→ DATA EXTRACT
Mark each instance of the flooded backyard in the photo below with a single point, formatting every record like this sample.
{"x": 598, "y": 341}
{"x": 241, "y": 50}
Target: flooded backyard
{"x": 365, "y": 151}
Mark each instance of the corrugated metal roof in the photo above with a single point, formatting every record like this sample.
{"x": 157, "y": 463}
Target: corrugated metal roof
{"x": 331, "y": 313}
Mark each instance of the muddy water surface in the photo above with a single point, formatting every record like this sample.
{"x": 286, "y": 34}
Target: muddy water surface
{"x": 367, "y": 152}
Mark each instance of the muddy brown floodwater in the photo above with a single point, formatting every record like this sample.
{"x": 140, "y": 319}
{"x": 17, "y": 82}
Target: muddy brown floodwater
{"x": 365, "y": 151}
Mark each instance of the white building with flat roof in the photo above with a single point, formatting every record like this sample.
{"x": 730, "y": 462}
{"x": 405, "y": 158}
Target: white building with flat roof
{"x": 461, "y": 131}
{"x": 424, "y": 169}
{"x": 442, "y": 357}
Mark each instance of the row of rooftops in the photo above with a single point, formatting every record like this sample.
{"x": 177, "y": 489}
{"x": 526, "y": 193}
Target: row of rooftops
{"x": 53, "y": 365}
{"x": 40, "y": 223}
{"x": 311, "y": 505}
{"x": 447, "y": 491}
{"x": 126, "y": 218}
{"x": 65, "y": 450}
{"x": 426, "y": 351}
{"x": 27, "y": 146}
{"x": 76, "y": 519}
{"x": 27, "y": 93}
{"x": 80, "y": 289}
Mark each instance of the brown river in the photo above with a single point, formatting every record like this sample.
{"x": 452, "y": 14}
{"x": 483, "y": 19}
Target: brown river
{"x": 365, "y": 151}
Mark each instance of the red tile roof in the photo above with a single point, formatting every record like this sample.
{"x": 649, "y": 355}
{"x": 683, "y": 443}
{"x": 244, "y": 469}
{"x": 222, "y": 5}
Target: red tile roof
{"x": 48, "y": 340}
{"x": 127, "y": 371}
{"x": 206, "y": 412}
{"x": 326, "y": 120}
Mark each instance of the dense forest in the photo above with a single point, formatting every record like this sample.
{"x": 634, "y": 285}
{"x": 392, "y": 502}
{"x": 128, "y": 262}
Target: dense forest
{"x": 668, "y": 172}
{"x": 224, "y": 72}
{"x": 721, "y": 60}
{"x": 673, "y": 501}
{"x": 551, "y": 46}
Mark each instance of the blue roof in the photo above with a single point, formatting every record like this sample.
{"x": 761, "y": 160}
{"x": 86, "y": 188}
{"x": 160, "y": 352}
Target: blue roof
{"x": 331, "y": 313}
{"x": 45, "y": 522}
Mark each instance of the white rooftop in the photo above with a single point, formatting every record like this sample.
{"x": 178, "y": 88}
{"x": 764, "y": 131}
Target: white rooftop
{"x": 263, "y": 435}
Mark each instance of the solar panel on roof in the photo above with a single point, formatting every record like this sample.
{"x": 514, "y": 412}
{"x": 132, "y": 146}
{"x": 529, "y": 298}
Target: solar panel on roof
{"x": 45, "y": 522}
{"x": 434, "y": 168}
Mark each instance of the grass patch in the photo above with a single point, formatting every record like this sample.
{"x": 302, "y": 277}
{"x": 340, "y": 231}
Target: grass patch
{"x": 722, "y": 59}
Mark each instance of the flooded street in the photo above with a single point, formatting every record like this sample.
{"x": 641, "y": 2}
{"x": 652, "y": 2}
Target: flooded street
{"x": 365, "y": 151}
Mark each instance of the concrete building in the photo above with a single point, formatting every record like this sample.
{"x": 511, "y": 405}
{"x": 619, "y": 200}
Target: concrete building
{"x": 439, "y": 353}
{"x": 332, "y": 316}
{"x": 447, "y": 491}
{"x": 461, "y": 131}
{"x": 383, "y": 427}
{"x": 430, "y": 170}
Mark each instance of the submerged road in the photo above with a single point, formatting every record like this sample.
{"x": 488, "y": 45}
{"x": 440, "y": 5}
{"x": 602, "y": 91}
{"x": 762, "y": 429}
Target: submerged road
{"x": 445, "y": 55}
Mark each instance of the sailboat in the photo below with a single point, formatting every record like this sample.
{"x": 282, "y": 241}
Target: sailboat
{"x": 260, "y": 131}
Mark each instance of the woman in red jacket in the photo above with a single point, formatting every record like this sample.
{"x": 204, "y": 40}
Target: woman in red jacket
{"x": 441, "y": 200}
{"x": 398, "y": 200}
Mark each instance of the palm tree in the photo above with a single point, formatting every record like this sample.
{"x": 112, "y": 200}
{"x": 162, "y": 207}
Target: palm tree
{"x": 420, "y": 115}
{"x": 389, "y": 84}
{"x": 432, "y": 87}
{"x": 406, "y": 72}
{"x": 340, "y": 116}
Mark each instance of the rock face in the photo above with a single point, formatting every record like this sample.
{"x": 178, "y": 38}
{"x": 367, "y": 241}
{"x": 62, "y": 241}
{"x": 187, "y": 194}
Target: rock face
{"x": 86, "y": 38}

→ DIRECTIONS FOR THIS TASK
Search the preceding listing for the word "below" and pull out every line that holds it.

→ EXPECTED OUTPUT
Mark each instance of the flooded backyard in the photo below with a single point, formatting every record like this sample.
Mark each instance of the sailboat in the photo below with a single point, formatting every record like this sample.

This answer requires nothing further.